## ЗАДАНИЯ
A – Перепишите весь текст о штабе слово в слово.
B – Начните со строки, в которой есть «Where can the orange jersey», и дойдите до конца строк разметки. Перепишите эти строки целиком, прибавив −41 к каждой координате точек.

Штаб не надо было даже как-нибудь особенно искусно маскировать, он и так уже с расстояния двухсот – трехсот метров был невидим. На склоне горы было трудно разобрать, где серые и черные огромные валуны и где приросшие к скату, полузасыпанные снегом и омытые первыми грязными весенними дождями стандартные домики и землянки штаба.

Из старых знакомых в штабе оказался Дмитрий Иванович Еремин, перешедший с прежней должности комиссара артиллерийского полка на Рыбачьем полуострове в армию, на должность комиссара штаба артиллерии. Он недавно получил орден Красного Знамени, радовался этому, гостеприимно устроил у себя в землянке всех нас троих – Петрова, Кнорринга и меня: двоих уложил на кровать уехавшего куда-то вперед начальника артиллерии армии полковника Пониткина, третьего устроил на сдвинутых табуретках.

Других знакомых не было: морские разведчики находились в Мурманске и Полярном, а начальник 7-го отделения Рузов сидел где-то впереди в 14-й дивизии со своей передаточной станцией и «разлагал» там австрийских горных егерей.

[Строки из набора точечной разметки]
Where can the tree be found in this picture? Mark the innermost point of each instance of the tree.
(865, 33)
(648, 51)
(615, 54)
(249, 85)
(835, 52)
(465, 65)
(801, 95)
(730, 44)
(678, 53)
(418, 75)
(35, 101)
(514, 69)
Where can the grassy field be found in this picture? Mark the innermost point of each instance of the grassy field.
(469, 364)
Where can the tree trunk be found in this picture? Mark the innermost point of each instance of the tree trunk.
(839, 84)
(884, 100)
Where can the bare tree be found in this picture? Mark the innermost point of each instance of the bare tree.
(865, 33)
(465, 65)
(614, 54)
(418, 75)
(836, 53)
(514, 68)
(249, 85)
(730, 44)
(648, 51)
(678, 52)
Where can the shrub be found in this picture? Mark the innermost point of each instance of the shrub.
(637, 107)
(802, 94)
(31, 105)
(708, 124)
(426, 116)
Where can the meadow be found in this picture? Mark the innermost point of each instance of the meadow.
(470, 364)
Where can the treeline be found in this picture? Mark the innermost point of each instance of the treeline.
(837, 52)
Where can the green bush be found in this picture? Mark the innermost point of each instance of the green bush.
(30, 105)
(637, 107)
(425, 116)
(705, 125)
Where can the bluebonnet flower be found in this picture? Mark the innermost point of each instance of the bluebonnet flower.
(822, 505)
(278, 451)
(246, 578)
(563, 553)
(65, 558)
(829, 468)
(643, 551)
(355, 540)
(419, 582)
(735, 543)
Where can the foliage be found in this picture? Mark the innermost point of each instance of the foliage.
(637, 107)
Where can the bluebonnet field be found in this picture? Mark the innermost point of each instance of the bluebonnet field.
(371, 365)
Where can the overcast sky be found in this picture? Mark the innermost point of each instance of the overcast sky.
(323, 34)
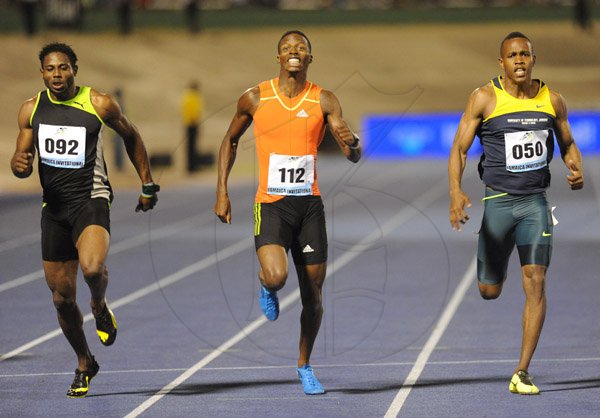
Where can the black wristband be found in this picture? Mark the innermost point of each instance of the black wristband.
(356, 144)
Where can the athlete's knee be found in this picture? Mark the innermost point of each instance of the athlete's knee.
(534, 278)
(490, 291)
(92, 269)
(63, 303)
(273, 277)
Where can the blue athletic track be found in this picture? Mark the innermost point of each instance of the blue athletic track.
(405, 332)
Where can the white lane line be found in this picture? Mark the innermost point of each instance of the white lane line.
(394, 222)
(209, 261)
(434, 338)
(121, 246)
(319, 366)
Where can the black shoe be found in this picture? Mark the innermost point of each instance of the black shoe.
(81, 382)
(106, 326)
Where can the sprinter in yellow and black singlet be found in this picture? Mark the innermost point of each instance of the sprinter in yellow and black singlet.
(516, 119)
(64, 124)
(289, 114)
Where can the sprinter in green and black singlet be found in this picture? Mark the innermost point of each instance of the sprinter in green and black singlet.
(64, 123)
(67, 136)
(517, 119)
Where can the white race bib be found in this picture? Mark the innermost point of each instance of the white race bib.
(526, 151)
(291, 175)
(62, 146)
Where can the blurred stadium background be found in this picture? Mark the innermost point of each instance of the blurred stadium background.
(403, 59)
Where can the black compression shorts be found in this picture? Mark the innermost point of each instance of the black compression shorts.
(62, 224)
(296, 223)
(509, 220)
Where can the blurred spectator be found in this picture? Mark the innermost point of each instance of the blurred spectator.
(29, 12)
(191, 113)
(124, 16)
(583, 16)
(192, 15)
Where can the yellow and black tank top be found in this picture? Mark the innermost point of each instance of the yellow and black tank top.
(518, 142)
(67, 136)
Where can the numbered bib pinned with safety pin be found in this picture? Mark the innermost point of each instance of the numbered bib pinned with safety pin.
(62, 146)
(291, 175)
(526, 151)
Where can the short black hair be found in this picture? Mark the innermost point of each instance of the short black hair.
(297, 32)
(58, 47)
(514, 35)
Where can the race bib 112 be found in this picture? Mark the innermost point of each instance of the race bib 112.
(291, 175)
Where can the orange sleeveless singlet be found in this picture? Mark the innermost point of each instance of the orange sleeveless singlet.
(287, 132)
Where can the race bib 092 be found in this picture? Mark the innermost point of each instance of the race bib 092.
(62, 146)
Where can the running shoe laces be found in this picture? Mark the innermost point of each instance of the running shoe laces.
(106, 326)
(81, 383)
(269, 303)
(522, 383)
(310, 383)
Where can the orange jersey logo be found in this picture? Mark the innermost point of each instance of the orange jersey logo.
(288, 132)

## ПОЛНЫЕ ОТВЕТЫ
A –
Штаб не надо было даже как-нибудь особенно искусно маскировать, он и так уже с расстояния двухсот – трехсот метров был невидим. На склоне горы было трудно разобрать, где серые и черные огромные валуны и где приросшие к скату, полузасыпанные снегом и омытые первыми грязными весенними дождями стандартные домики и землянки штаба.

Из старых знакомых в штабе оказался Дмитрий Иванович Еремин, перешедший с прежней должности комиссара артиллерийского полка на Рыбачьем полуострове в армию, на должность комиссара штаба артиллерии. Он недавно получил орден Красного Знамени, радовался этому, гостеприимно устроил у себя в землянке всех нас троих – Петрова, Кнорринга и меня: двоих уложил на кровать уехавшего куда-то вперед начальника артиллерии армии полковника Пониткина, третьего устроил на сдвинутых табуретках.

Других знакомых не было: морские разведчики находились в Мурманске и Полярном, а начальник 7-го отделения Рузов сидел где-то впереди в 14-й дивизии со своей передаточной станцией и «разлагал» там австрийских горных егерей.

B –
Where can the orange jersey logo be found in this picture? Mark the innermost point of each instance of the orange jersey logo.
(247, 91)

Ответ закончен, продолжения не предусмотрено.